Wednesday, December 22, 2010

1960 Game Seven telecast easy on the eyes and ears - maybe the time has arrived to ban batting gloves and color men


I'm going to feel old writing this.

Twice thirty-one.

And, I'd like to think that's not the point. The point is purely aesthetic ... and practical, I might add.

The Major League Baseball television station has been playing this month Bing Crosby's kinescope of game seven of the 1960 World Series between the upstart, underdog, Pittsburgh Pirates and the inevitable New York Yankees. You could write a novel about this game. It has everything you could want -- pathos, redemption, power, excitement, suspense, and ... like all game sevens ... finality.

So, it is wonderful to watch and MLB television staged it in a brilliantly classy manner, showing it to an audience of Pittsburgh natives in a theater distinguished by the presence of some of the players who took part in the game. And, for a kid who grew up with the Kansas City A's, the names of many players were pleasantly familiar because they had either been traded to both league champions by our hapless team or would soon arrive in Kansas City via the same connection.

Ok, the old man is drifting into nostalgia now. Got to catch myself...

What I noticed watching the game, however, is instructive today. You know how that back workroom of yours has gotten so cluttered you can't find anything in it? Notice how you've sort of cleared a path to your chair in the hobby room? Or, have you noticed how you can no longer fit your car in the garage or you need to lose weight to get in and out of it scrunched between your tools and boxes of discarded toasters, microwaves, bread makers and Christmas presents from the last 10 years?

Or, if you are a writer, visualize your writing desk? You're an hour from deadline, you're trying desperately to double-check a quote and you have to riffle through three reporter's notebooks and a couple of scribbled-on napkins to find the place where you wrote it down? Or, is it still on the tape recorder? Now, where is that damned thing? Oops... coffee spill. Wait a minute... I know. I wrote that one on the back of a 2-foot long Lowes receipt. Where's my wallet? I think it's in there.

Oh, I've been in that situation a few times across the last forty years. My chair once collapsed in the middle of such a search and I finished writing the story standing up. I don't think I even realized the chair was gone until I was finished.

Then, if you're like me, you clean up once the story has been filed. You take everything off that desk and sweep it into a box and you get ready for the next assignment. Remember how good it felt to come back to that desk and see nothing on it but a broken handled coffee cup full of pens and pencils and your closed up laptop? Remember how inviting your desk looked then... kind of like a blank canvas waiting for your imagination?

Well, this 1960 NBC baseball broadcast was like your clean desk: A blank canvas for the viewer to paint his or her understanding of the game on.

The only thing on the screen, literally, was the game. The action. Once in a while a player's name appeared at the bottom for a few seconds, but that was all. If you wanted to know the score, you had to either be paying attention or wait until the end of the inning when the camera focused on the actual scoreboard at the stadium. Think about the incredible clutter on the screen during a baseball game today, the way you squint at the tiny window where the action happens, then think about watching a game with only the game on the screen.

Unless you've seen one of these ancient broadcasts recently, you can't imagine the difference.

Record excerpts:
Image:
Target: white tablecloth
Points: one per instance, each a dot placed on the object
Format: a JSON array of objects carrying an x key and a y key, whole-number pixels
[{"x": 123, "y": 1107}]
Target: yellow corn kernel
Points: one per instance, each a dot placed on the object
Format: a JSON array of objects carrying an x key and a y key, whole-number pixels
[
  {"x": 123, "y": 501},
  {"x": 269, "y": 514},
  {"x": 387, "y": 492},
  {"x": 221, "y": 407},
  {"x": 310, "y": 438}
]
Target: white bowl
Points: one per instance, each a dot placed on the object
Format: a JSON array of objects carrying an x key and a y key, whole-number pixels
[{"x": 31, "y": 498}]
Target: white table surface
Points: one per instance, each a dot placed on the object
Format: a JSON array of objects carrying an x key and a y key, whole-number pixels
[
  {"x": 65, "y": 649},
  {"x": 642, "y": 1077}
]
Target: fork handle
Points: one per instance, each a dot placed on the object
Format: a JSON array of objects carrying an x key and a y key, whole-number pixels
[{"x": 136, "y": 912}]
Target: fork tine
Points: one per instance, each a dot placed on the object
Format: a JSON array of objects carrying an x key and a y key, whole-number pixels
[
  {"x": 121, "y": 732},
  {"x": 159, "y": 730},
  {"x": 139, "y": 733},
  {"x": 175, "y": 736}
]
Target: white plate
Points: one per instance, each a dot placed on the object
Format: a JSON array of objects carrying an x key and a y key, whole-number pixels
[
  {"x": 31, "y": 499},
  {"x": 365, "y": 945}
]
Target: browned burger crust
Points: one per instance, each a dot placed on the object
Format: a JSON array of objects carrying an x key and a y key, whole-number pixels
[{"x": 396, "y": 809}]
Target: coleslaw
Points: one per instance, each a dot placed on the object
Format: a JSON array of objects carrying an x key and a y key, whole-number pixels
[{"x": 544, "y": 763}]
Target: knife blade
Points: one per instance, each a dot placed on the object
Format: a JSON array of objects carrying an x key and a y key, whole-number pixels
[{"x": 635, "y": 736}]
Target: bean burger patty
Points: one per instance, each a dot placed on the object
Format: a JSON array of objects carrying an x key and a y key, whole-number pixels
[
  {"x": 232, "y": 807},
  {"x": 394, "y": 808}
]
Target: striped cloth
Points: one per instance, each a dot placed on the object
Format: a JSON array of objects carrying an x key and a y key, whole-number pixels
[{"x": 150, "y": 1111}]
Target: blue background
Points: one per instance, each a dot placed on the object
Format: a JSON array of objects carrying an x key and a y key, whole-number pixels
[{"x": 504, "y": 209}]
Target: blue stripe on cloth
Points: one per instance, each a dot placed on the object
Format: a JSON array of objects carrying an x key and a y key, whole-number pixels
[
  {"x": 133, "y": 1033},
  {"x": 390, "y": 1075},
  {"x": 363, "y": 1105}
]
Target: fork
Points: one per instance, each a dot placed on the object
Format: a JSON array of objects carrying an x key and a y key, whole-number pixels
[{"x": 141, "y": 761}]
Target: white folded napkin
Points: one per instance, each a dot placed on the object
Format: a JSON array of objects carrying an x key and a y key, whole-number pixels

Given task:
Edit the 1960 Game Seven piece between "1960 Game Seven" and "old writing this.", inclusive, so that "telecast" reads "broadcast", and return that passage.

Answer:
1960 Game Seven broadcast easy on the eyes and ears - maybe the time has arrived to ban batting gloves and color men


I'm going to feel old writing this.